##### Data listing

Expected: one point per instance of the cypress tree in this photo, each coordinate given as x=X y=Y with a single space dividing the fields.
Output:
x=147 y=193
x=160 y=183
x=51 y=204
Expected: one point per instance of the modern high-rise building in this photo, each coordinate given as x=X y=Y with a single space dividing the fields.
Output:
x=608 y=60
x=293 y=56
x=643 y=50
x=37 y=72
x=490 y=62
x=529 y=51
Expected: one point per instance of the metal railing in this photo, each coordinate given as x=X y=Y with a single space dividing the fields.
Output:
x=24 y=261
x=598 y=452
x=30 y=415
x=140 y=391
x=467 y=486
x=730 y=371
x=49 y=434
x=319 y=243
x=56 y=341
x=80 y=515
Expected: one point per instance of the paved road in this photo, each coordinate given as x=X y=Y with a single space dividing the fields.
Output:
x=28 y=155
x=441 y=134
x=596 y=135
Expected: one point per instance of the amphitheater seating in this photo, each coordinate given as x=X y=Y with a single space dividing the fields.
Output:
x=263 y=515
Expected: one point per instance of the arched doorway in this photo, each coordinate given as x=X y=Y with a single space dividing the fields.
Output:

##########
##### Data listing

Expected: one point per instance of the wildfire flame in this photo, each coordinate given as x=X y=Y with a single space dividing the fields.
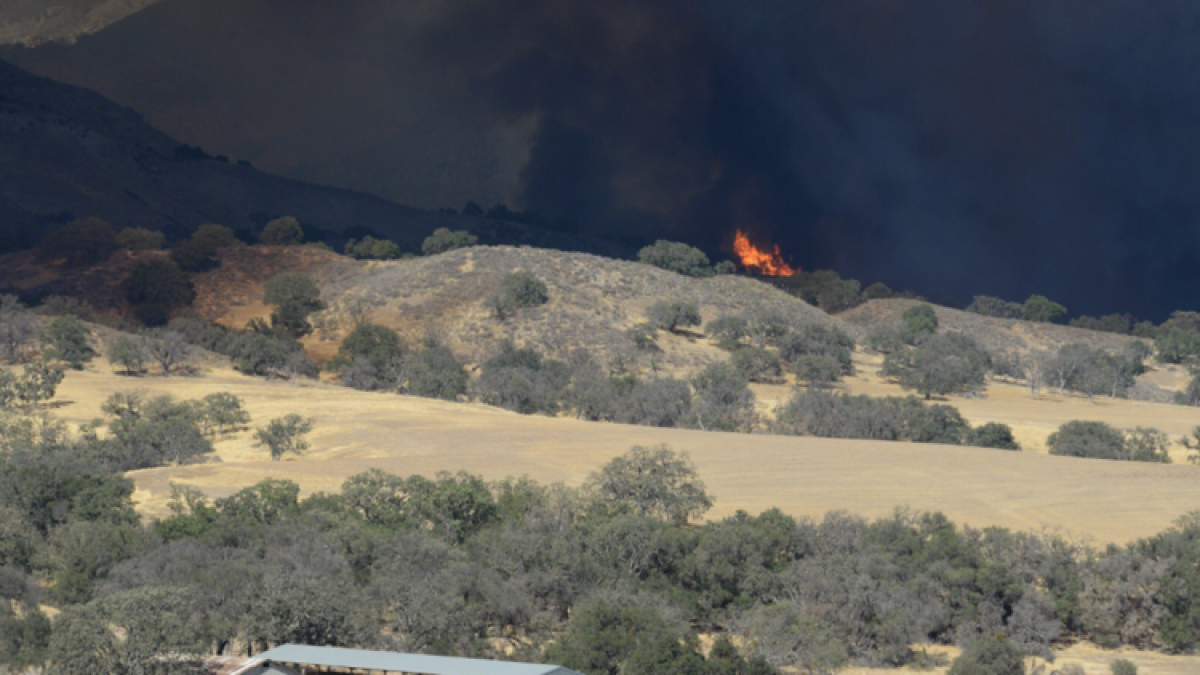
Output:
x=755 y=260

##########

→ **What the task requires**:
Rescale the records starting at the line containing "Expected: one point per instance of the paved" and ending at the line containing "x=596 y=135", reproducing every line in that span with its request included. Multiply each coordinate in the answers by 0.55 and round to whole numbers, with halves going up, and output only those lines.

→ **Exercise result**:
Expected: one point per instance of the paved road in this photo, each coordinate given as x=X y=Y with a single space dividing the fields.
Output:
x=15 y=85
x=243 y=74
x=328 y=74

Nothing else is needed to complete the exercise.